* **TEXT**:
====================

Every year this week is the week from hell. Naughtiness, aggression, tears, screaming, nightmares. I started tracking it a few years ago, and it always happens, almost to the day.
Our girls have no concept of time yet, due to brain damage. We count upcoming events in “sleeps” because they don’t understand “tomorrow” or “next week.” But every cell in their bodies and the sweet little souls remember this week, without fail.
Six years ago our girls were living with a couple who were adopting them. In early October, that man beat them. Badly. And I wonder if the week leading up to that was like they were living in a pressure cooker, already afraid, already being hurt, building up to that last night where they ended up in the hospital, their lives changed forever. Again.
One of our girls woke up yesterday morning from a nightmare. The other woke up this morning and hid from me, and then cried uncontrollably for an hour.
They couldn’t put words to it, but I could. I know. I remember.
I held her and rocked her and told her to cry as much as she needed. And she let me. And then she asked to be alone. She cried and held her stuffed animals and cried some more. I cried for her.
I put words to her emotions. I told them that their bodies remember what happened to them, and they do, too. Their bad dreams actually happened to them.

====================

* **REQUIRED TASKS**:
A. Rewrite the paragraph of the text that begins "Six years ago our girls" in a shorter form that keeps its main facts.
B. Write out the passage of the text between "Our girls have" and "for an hour.", inclusive, word for word.

* **RECORDED DATA**:

====================

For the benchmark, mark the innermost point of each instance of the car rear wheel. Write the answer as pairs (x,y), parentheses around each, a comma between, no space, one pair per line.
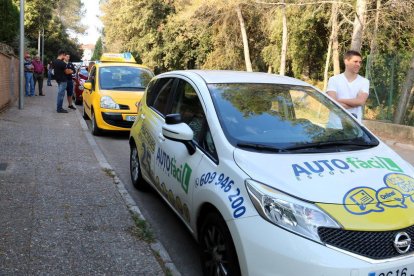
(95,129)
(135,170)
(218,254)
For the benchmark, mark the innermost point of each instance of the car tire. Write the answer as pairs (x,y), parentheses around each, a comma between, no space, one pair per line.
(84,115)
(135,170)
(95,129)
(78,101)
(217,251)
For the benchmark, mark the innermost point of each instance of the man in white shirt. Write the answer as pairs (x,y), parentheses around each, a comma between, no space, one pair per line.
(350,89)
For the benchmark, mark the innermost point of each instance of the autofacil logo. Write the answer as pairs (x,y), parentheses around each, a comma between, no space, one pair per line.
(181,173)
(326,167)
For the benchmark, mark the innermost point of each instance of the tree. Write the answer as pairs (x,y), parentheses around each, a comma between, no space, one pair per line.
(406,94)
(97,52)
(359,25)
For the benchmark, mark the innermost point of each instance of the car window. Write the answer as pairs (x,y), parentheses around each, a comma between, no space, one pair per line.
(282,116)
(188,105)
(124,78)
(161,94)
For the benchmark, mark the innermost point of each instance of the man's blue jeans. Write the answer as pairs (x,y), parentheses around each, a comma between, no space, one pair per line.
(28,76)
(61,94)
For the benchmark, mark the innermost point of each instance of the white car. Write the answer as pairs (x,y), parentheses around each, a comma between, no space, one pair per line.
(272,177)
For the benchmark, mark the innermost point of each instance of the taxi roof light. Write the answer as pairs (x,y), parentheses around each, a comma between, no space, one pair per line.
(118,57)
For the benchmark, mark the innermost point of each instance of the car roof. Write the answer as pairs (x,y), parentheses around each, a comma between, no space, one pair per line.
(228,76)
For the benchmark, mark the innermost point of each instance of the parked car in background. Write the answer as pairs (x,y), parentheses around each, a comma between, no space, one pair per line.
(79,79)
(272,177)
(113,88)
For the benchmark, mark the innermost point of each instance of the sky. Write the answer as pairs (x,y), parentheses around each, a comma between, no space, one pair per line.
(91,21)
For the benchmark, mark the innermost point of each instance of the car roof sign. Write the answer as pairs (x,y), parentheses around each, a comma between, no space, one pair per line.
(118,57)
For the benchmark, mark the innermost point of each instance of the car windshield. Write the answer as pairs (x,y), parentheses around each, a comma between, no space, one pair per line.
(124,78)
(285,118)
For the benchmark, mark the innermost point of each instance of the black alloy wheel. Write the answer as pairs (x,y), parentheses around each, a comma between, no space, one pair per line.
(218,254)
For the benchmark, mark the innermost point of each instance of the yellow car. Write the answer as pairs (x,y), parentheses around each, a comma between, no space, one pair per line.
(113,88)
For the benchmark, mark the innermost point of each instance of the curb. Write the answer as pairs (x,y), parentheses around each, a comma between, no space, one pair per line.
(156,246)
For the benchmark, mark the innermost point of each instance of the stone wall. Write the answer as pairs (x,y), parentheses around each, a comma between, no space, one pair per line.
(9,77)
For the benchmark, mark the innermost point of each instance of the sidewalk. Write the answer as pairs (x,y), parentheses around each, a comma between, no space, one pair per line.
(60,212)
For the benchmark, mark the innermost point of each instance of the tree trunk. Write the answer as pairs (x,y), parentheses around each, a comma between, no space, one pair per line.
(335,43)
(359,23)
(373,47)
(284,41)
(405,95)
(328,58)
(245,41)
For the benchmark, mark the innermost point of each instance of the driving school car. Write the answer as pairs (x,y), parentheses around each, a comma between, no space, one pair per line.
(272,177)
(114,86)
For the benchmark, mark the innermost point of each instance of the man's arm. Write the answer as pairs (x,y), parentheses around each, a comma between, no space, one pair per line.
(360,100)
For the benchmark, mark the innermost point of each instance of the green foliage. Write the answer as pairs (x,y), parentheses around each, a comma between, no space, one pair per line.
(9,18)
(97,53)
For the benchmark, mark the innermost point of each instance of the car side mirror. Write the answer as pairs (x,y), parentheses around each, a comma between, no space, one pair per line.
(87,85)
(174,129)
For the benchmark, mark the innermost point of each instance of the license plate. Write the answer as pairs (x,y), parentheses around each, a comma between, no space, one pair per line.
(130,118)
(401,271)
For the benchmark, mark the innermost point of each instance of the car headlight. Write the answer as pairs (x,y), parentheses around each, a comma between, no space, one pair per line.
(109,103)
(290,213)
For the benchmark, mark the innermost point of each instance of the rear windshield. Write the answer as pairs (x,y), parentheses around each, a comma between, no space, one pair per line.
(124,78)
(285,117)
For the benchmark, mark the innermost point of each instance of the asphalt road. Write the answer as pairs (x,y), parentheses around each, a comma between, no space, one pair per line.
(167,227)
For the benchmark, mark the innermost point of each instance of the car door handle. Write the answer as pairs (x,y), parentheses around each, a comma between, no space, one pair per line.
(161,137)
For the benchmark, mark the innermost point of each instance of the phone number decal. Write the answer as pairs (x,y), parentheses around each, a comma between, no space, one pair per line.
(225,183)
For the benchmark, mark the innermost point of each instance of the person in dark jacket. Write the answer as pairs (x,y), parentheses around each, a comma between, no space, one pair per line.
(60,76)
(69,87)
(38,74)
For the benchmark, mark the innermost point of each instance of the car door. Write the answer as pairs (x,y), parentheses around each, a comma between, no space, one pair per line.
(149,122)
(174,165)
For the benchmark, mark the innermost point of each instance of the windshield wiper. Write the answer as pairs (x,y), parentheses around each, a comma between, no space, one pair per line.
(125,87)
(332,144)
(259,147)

====================

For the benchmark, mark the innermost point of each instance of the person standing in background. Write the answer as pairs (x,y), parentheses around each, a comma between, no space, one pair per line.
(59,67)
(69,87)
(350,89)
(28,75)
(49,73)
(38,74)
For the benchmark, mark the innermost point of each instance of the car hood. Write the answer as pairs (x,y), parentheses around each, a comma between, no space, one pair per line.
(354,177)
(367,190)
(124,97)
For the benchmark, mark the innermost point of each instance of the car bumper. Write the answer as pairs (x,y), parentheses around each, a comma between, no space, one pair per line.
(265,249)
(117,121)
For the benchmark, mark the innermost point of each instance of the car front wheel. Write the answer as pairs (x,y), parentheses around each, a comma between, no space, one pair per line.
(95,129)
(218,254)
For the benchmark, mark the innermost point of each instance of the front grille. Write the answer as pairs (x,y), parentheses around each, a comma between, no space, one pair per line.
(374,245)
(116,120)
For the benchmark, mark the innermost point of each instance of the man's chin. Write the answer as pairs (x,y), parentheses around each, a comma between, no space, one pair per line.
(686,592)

====================

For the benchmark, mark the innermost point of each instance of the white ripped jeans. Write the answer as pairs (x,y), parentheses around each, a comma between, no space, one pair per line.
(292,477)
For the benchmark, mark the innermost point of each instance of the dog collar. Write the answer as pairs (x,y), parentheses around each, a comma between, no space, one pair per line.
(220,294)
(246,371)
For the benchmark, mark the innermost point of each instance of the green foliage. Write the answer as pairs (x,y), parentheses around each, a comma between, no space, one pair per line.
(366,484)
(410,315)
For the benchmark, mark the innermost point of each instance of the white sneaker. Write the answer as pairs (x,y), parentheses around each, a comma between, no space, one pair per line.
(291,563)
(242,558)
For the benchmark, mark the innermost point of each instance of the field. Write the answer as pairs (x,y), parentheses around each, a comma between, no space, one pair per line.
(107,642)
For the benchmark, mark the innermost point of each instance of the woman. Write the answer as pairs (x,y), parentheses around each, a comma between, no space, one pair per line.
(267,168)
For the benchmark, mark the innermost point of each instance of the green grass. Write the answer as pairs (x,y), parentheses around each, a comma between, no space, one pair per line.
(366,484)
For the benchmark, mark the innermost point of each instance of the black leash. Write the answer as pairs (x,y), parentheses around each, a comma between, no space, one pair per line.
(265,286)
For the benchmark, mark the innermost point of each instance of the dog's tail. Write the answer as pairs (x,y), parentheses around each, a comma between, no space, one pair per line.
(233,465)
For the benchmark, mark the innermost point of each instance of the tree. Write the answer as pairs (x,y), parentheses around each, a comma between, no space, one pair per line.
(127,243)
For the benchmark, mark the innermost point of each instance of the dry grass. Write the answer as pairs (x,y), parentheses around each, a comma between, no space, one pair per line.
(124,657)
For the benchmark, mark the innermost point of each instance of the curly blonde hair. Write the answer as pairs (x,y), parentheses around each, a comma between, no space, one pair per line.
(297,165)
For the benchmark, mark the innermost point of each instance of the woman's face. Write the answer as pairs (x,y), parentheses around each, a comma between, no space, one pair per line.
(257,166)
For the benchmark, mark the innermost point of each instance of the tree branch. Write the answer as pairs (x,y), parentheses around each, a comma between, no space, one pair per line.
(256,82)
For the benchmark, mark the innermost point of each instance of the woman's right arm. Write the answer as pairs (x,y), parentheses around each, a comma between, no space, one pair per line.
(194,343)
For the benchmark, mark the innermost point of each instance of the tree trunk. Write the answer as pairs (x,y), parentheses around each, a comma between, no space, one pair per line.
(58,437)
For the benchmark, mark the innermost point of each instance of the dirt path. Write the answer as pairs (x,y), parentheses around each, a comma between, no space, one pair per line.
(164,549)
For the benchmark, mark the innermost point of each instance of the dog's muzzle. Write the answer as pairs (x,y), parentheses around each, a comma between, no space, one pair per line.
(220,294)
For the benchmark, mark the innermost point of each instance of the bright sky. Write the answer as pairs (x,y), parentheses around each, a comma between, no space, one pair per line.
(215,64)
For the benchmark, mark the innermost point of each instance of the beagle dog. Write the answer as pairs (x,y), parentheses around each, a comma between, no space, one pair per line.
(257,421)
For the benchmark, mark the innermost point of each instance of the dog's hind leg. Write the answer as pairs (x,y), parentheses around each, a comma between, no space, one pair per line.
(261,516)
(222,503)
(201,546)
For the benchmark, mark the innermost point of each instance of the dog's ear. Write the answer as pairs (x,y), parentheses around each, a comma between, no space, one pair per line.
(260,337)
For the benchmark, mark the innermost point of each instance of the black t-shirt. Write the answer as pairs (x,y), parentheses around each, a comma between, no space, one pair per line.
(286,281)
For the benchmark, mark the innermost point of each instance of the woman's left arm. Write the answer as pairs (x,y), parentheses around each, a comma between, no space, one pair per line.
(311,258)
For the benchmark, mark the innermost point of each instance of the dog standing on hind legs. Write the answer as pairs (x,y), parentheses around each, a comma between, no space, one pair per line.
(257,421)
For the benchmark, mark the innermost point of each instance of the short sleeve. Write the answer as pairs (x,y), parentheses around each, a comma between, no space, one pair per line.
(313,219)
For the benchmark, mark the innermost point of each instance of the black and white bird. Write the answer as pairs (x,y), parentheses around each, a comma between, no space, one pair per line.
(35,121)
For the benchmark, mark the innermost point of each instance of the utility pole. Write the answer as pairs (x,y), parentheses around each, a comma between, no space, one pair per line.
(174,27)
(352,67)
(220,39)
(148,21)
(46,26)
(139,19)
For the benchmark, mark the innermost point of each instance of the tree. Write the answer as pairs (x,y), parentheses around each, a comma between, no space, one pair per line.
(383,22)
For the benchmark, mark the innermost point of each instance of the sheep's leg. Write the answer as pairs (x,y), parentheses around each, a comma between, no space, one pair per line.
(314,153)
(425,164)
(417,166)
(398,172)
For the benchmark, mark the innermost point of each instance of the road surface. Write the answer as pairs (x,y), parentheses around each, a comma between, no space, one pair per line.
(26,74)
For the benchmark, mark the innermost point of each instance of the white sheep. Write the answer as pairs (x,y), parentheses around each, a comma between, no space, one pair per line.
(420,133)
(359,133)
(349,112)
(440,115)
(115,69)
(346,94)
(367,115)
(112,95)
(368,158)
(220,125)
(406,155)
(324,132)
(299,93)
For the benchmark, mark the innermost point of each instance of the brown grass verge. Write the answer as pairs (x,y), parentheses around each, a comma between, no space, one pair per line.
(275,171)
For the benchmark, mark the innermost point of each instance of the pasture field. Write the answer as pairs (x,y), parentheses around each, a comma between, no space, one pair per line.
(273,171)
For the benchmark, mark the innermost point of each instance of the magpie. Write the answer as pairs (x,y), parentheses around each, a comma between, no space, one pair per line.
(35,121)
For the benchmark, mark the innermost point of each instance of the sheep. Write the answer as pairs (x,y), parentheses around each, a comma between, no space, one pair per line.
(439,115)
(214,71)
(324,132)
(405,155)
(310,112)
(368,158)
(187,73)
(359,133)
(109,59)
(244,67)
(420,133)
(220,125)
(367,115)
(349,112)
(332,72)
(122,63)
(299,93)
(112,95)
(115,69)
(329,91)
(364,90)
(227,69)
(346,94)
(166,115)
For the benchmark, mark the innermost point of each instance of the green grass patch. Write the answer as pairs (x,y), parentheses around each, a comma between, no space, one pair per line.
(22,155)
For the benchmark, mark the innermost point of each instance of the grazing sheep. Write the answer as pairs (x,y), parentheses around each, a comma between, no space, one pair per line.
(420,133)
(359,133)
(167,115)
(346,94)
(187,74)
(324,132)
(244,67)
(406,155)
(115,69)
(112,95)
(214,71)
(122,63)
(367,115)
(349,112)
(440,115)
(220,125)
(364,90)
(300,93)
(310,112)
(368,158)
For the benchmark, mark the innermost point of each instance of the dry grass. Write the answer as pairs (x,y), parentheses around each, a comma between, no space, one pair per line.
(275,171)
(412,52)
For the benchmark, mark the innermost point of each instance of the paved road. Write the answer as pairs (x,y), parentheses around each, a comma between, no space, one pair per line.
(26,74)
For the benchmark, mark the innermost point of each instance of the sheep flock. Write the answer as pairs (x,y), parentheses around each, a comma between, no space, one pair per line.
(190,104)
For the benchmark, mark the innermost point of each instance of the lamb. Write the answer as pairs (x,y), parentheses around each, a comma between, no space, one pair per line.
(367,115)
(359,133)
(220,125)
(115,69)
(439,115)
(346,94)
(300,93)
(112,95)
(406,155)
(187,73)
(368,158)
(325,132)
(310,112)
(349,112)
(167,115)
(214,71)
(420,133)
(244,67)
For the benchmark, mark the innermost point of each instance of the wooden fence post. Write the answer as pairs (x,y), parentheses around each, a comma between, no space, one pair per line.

====================

* **PER-TASK ANSWERS**:
A. Six years ago, the girls lived with a couple who were adopting them, and in early October the man beat them badly enough that they ended up in the hospital. The writer wonders whether the week before was a pressure cooker of fear and hurt that built up to that night, which changed their lives forever once again.

B.
Our girls have no concept of time yet, due to brain damage. We count upcoming events in “sleeps” because they don’t understand “tomorrow” or “next week.” But every cell in their bodies and the sweet little souls remember this week, without fail.
Six years ago our girls were living with a couple who were adopting them. In early October, that man beat them. Badly. And I wonder if the week leading up to that was like they were living in a pressure cooker, already afraid, already being hurt, building up to that last night where they ended up in the hospital, their lives changed forever. Again.
One of our girls woke up yesterday morning from a nightmare. The other woke up this morning and hid from me, and then cried uncontrollably for an hour.